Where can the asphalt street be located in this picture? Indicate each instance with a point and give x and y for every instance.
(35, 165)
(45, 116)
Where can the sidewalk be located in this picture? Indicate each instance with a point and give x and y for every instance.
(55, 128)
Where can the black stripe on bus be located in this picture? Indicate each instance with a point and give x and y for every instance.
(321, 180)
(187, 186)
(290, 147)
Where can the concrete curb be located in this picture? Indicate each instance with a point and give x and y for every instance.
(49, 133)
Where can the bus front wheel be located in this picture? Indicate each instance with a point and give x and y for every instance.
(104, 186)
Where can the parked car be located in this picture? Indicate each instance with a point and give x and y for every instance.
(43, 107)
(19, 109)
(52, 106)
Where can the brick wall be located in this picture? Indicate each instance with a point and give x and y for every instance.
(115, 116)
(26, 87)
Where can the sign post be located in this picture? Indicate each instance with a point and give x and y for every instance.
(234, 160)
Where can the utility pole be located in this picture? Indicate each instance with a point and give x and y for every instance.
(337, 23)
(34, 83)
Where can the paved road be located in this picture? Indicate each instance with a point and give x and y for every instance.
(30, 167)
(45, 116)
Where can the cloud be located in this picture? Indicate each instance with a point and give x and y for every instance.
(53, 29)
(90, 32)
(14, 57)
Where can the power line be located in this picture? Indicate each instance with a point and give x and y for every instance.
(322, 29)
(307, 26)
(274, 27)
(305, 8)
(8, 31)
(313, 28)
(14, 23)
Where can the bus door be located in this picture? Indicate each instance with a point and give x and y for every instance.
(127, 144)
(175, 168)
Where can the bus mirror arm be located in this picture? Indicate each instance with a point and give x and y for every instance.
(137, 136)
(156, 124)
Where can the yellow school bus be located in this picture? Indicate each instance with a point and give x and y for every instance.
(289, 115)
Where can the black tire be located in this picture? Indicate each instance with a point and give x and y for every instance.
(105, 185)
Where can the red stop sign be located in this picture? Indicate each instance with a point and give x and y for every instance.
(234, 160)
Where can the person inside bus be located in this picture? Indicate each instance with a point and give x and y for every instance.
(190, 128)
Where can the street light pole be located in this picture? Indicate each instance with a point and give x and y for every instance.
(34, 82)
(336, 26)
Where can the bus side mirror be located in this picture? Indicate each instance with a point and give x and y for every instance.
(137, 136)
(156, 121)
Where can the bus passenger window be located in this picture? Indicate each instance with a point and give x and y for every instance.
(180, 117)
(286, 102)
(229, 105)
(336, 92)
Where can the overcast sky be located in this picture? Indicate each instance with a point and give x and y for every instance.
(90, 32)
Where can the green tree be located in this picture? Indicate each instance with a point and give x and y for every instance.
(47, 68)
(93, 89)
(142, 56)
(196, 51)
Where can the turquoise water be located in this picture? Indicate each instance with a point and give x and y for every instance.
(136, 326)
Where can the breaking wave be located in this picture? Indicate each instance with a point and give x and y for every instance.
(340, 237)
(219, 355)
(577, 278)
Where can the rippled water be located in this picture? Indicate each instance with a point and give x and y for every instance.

::::::

## [TASK INSTRUCTIONS]
Only the line that contains "Where can the person" and the lines after it, through the end of the data above, are to be repeated exactly.

## [RESPONSE]
Where can the person inside bus be located in this picture? Indicate each instance with a point and give x and y for every instance.
(190, 128)
Where can the street light pole be located in this picture? Indicate each instance with a point and give x and y for every instance.
(34, 82)
(336, 26)
Where can the bus side mirror be located in this picture? Indicate each instance with a point and give x and y for every instance.
(137, 136)
(156, 121)
Where can the bus passenger window be located in this picture? Indicate each instance with a point and give x and y for every instance.
(180, 117)
(286, 102)
(229, 105)
(336, 92)
Where can the overcast sky be located in this picture? Indicate each instance with a point and give x and y for every instance.
(90, 32)
Where can the green tree be located in this picture? Indicate each instance with a point and give x and y for every instance.
(47, 68)
(93, 89)
(142, 56)
(196, 51)
Where can the turquoise water be located in this picture? Indicate each instance with a point and give x and y for every instance.
(136, 326)
Where can the breaking wave be located in this picture? Indicate each instance with a point and give x and y for every instance.
(340, 237)
(219, 355)
(577, 278)
Where can the rippled water be located in this picture? Indicate each instance with a point and give x and y for every instance.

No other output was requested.